Exercise requirements
Only one portion of the data is to be written out: from the line bearing "positive clicks: (566, 4)" through the line bearing "negative clicks: (570, 0) (689, 186)". Write it exactly as it appears.

++++ Information provided ++++

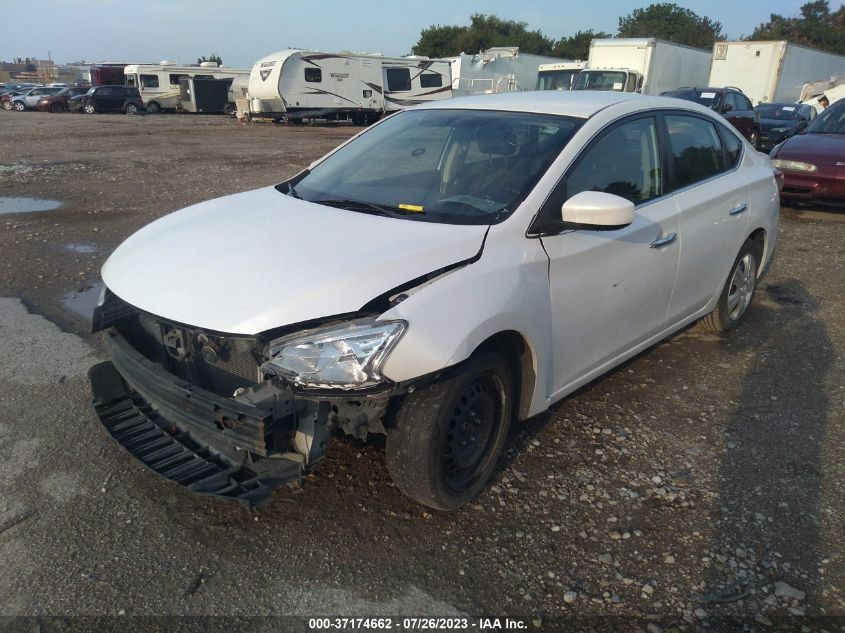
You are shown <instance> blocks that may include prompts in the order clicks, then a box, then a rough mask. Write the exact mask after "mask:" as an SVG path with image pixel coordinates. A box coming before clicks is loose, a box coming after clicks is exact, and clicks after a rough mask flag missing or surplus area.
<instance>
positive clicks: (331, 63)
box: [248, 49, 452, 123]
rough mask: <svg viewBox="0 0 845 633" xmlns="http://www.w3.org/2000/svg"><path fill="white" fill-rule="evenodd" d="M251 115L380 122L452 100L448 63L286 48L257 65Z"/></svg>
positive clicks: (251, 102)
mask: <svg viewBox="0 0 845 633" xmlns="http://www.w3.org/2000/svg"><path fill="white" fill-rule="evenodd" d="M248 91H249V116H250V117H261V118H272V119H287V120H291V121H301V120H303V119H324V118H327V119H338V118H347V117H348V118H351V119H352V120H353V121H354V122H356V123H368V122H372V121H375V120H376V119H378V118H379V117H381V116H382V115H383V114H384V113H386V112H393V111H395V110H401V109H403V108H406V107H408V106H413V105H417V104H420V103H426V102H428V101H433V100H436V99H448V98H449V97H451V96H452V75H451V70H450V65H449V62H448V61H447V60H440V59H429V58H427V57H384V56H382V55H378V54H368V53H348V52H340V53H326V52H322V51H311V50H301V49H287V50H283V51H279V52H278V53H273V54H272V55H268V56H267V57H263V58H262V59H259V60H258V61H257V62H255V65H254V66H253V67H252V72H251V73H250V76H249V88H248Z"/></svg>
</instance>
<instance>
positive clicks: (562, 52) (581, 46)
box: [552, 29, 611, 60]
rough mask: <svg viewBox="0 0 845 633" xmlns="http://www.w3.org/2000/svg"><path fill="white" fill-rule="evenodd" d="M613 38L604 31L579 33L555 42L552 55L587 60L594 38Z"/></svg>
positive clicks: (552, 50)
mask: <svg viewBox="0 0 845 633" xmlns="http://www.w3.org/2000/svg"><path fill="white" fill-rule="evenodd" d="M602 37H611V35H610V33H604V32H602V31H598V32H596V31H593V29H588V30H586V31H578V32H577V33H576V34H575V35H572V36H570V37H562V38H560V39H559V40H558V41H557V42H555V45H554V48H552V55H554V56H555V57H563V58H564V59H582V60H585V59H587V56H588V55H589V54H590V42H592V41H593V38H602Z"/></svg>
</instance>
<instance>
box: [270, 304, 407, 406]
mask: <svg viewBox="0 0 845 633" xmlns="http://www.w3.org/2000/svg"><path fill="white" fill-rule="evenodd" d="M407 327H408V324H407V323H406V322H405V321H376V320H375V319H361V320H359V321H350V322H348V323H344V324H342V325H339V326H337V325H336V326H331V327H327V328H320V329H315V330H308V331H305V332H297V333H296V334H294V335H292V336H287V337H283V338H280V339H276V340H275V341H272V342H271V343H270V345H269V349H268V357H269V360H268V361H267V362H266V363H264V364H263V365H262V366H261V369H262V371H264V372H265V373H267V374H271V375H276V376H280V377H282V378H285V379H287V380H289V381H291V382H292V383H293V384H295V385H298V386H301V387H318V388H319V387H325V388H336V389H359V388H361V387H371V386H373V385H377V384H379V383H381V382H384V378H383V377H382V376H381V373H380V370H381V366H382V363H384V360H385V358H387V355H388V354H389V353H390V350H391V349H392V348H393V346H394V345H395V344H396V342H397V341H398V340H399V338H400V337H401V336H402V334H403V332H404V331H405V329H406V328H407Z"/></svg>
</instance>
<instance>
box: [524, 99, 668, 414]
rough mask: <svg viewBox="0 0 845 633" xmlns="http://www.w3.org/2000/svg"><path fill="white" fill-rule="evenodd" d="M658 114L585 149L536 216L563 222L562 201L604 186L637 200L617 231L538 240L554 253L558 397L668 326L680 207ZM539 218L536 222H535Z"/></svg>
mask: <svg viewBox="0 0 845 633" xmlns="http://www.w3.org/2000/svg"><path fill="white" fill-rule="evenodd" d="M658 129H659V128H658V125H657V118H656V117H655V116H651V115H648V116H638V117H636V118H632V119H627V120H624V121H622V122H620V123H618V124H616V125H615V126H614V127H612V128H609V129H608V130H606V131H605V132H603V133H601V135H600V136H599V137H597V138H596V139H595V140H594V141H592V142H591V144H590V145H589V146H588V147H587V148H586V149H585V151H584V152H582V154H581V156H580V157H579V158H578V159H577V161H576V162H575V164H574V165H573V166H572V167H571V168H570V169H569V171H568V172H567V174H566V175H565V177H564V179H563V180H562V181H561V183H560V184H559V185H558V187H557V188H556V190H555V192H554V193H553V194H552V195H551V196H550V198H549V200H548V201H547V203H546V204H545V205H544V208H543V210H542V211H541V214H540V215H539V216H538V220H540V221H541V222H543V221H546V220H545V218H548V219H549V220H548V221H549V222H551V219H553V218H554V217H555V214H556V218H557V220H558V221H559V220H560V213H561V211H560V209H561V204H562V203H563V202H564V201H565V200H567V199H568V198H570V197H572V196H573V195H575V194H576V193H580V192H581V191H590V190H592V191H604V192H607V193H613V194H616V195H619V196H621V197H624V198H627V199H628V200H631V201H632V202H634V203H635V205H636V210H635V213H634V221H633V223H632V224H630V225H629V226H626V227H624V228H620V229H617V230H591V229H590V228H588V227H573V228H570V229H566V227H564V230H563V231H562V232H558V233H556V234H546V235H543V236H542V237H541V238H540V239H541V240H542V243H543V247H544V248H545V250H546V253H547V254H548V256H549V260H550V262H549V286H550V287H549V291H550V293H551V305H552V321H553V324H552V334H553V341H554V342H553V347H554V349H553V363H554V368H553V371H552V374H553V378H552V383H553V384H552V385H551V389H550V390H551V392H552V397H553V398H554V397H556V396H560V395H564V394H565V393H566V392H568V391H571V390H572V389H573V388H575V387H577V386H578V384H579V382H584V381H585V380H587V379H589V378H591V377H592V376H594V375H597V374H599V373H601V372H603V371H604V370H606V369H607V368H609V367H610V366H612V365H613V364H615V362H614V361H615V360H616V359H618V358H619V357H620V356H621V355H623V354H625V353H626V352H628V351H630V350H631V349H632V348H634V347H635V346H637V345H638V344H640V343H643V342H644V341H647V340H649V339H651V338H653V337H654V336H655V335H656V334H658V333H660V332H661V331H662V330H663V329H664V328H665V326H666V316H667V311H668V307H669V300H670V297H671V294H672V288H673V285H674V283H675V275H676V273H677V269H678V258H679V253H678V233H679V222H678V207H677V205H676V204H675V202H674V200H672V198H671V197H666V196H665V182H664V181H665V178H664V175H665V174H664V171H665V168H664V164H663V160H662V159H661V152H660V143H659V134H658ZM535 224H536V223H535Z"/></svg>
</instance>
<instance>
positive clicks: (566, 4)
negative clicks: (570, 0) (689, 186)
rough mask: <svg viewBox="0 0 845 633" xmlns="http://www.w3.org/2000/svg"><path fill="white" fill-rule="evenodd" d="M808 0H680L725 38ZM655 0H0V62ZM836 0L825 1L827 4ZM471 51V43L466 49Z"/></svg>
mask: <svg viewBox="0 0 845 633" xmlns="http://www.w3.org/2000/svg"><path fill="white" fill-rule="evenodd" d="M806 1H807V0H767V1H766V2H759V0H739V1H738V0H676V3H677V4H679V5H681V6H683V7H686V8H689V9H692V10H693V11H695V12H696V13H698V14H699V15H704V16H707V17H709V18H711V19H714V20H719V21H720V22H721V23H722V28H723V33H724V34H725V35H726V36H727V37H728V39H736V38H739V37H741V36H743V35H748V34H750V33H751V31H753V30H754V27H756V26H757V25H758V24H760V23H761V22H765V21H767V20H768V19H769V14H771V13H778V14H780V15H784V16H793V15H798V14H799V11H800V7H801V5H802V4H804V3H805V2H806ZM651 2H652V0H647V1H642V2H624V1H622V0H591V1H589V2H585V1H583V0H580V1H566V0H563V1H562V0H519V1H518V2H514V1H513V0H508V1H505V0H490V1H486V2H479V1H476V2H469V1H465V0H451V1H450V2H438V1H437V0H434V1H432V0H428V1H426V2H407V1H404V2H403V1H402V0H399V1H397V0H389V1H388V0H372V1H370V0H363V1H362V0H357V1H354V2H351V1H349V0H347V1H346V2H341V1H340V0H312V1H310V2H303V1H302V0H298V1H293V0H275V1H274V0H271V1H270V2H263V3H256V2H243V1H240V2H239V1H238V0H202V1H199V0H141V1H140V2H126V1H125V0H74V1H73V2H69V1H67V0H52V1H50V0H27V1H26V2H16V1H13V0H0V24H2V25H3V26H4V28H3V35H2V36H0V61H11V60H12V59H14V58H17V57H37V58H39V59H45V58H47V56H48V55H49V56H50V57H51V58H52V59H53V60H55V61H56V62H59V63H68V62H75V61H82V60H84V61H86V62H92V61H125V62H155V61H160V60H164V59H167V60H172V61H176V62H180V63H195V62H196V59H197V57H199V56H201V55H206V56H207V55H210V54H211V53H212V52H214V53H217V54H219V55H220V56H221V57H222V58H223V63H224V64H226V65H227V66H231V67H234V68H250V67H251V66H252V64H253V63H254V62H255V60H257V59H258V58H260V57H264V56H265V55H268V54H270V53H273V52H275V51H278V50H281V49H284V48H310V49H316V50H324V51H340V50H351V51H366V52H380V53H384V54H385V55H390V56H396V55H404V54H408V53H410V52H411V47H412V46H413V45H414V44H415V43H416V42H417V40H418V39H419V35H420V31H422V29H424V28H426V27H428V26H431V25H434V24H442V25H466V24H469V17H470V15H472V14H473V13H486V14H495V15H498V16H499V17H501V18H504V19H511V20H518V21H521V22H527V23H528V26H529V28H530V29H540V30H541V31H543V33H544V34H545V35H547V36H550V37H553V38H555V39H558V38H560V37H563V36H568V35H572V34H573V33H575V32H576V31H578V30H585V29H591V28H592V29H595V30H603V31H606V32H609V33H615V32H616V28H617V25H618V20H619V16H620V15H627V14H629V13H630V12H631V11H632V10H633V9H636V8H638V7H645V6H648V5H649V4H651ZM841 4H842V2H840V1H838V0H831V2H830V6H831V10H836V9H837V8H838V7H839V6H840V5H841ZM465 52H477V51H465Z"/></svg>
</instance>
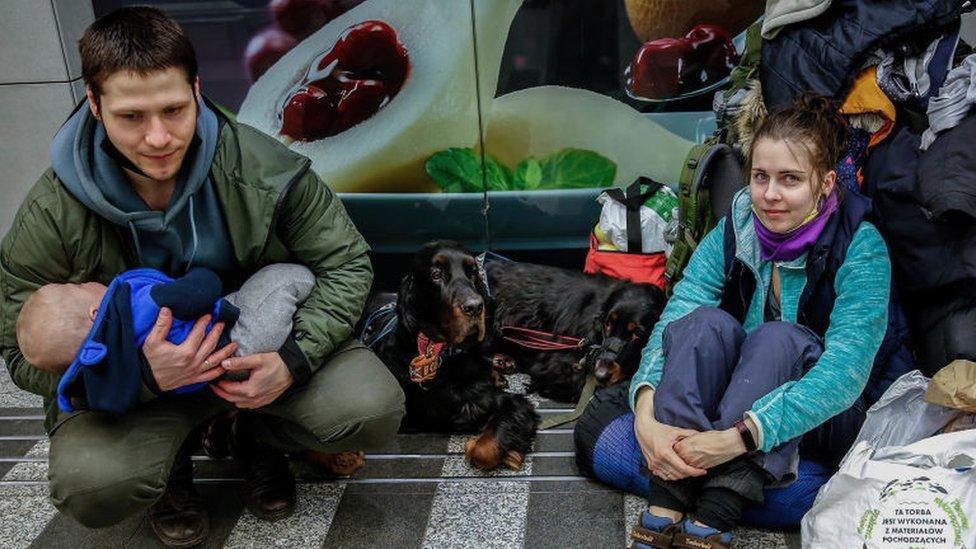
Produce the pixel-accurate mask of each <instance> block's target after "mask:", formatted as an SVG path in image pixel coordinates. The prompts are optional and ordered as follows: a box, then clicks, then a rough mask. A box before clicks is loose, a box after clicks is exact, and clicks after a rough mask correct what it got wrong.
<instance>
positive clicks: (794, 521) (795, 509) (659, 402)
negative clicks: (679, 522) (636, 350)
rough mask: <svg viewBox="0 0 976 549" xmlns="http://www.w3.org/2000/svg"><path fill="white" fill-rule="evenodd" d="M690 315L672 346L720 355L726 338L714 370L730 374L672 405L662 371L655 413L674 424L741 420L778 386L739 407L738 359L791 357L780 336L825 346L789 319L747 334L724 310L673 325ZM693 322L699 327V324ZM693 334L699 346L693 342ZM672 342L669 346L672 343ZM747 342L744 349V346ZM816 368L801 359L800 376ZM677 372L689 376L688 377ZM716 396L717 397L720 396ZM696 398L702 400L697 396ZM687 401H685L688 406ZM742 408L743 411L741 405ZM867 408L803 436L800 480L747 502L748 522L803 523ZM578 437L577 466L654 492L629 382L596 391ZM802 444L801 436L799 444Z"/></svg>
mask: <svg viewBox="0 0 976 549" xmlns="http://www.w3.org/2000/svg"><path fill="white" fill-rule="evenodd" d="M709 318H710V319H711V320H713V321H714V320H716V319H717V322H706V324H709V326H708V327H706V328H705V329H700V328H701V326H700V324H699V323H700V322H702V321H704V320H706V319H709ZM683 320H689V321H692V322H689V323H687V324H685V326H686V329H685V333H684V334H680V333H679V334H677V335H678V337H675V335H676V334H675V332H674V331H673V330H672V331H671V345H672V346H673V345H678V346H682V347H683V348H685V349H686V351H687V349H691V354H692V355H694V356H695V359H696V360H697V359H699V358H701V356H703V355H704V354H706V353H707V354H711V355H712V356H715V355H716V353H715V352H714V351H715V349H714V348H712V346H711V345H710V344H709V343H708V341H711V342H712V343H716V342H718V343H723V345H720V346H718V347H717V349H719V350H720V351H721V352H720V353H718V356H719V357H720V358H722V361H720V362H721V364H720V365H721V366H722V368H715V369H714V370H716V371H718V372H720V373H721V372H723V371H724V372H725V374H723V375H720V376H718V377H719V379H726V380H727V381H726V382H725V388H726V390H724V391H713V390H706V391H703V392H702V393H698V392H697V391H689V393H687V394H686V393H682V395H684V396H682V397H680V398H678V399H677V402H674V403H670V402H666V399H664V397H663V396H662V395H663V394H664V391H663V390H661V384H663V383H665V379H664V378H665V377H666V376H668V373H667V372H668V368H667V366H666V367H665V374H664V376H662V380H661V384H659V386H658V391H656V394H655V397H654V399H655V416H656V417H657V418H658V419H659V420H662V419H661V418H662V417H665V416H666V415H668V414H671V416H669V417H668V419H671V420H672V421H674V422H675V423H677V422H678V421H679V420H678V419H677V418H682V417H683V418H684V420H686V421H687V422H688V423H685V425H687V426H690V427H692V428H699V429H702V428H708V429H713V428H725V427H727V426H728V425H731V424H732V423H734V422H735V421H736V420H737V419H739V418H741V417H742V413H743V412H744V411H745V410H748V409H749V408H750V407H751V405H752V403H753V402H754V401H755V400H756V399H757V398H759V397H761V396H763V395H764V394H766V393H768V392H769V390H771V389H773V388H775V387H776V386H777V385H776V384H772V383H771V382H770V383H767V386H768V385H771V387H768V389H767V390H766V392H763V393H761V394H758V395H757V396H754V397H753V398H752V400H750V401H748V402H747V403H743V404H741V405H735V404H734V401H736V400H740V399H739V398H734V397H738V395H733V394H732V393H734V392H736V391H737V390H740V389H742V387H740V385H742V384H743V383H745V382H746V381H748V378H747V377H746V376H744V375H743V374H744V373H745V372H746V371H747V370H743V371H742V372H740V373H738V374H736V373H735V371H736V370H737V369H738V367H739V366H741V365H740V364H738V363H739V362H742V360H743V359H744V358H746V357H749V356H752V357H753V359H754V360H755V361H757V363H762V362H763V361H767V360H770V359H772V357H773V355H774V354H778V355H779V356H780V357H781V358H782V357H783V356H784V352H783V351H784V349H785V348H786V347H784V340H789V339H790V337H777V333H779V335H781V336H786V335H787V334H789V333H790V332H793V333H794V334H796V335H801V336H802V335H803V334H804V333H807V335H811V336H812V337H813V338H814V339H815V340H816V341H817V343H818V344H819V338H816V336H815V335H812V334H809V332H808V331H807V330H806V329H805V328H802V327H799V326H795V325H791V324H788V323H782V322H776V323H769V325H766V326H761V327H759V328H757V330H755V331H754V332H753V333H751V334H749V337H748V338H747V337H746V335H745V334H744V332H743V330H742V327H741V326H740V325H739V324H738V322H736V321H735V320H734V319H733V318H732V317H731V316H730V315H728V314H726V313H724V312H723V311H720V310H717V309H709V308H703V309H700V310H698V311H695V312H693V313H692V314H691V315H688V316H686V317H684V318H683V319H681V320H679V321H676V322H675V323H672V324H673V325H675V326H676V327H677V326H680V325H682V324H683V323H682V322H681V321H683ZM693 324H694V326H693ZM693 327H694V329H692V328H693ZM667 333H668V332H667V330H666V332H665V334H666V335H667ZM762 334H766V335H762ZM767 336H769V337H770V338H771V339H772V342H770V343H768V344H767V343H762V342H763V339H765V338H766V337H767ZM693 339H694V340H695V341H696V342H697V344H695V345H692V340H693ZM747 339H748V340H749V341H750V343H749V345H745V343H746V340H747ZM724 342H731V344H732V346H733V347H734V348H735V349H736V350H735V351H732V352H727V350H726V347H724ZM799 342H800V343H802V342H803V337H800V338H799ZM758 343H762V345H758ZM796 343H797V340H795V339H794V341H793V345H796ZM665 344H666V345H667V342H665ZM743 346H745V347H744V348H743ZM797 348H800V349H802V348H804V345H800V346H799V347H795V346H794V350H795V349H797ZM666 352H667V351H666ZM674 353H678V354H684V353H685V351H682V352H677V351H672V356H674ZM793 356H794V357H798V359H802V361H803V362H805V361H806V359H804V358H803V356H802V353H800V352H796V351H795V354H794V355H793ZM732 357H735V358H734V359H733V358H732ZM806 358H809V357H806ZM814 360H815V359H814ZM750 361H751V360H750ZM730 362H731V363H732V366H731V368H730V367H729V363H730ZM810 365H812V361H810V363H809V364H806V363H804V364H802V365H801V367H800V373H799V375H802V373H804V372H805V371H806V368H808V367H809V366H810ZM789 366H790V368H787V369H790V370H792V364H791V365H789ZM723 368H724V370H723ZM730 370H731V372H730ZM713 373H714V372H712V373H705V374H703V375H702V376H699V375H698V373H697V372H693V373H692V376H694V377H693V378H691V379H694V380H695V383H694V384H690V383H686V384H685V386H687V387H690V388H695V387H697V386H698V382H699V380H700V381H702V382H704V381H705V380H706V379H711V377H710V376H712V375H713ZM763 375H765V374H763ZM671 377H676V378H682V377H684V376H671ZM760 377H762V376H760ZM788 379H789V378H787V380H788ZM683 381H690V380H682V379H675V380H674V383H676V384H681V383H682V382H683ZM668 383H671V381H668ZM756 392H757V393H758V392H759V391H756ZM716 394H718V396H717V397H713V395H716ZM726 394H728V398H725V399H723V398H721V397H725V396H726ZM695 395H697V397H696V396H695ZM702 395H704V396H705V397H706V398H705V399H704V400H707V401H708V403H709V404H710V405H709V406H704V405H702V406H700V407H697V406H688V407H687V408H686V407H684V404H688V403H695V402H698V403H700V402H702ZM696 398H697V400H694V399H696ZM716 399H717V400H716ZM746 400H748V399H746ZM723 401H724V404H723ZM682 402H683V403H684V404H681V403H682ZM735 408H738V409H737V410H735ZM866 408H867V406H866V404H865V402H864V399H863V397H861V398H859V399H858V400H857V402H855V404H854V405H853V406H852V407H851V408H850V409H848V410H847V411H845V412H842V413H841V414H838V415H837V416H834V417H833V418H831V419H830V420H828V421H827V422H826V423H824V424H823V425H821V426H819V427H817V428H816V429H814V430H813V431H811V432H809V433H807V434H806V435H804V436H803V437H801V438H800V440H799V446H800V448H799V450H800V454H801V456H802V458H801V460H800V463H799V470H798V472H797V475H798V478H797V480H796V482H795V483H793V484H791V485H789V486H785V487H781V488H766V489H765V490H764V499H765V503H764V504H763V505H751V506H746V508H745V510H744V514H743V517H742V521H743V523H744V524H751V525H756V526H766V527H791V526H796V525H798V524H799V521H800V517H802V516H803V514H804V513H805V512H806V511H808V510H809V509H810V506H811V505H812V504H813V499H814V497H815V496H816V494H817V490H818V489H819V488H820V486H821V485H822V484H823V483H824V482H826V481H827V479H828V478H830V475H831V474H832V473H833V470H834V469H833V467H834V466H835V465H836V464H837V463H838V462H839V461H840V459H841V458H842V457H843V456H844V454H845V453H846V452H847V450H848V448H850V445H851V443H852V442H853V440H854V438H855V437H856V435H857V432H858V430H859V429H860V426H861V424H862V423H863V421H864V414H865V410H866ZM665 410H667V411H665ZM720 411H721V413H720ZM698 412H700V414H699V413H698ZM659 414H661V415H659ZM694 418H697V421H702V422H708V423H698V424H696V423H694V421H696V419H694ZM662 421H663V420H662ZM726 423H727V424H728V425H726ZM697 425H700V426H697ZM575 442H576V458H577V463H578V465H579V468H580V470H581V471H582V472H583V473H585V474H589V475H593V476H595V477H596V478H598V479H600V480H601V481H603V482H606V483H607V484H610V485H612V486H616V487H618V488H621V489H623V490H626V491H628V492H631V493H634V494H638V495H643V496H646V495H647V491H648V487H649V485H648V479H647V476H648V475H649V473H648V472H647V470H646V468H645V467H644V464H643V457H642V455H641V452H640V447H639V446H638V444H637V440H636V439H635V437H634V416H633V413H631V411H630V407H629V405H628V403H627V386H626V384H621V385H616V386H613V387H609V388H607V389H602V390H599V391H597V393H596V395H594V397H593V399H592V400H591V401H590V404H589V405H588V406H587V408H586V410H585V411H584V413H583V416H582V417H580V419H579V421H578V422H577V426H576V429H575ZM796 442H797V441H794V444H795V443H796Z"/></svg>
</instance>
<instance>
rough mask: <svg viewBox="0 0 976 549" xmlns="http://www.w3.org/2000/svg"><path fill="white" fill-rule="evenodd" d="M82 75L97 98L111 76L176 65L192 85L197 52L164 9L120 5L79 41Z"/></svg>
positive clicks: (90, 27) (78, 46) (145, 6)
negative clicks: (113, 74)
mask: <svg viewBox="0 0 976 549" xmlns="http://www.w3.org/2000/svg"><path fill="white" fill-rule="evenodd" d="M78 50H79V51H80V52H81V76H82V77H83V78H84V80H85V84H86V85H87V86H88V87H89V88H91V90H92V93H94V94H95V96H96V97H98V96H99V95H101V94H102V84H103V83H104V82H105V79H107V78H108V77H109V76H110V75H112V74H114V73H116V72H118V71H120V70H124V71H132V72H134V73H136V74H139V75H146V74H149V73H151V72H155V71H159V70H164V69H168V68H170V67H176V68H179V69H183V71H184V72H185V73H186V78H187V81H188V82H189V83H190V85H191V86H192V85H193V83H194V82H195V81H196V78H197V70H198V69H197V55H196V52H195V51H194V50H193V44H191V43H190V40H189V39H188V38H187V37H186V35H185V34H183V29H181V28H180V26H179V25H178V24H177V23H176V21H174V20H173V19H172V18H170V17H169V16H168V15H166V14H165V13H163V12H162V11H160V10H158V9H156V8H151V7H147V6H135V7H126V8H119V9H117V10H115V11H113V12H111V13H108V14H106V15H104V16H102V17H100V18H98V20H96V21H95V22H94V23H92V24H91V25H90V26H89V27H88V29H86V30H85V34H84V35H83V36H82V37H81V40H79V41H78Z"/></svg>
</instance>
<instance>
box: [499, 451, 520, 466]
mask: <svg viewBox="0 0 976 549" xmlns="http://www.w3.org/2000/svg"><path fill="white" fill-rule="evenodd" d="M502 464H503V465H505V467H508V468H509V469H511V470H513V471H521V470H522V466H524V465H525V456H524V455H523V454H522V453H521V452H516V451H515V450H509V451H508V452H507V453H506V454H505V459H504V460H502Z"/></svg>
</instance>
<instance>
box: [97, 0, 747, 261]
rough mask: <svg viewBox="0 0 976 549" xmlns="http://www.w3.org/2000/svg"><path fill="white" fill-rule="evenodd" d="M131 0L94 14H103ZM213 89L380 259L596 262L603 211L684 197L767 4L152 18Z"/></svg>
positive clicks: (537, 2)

++++

Task result
positive clicks: (566, 4)
negative clicks: (570, 0) (689, 186)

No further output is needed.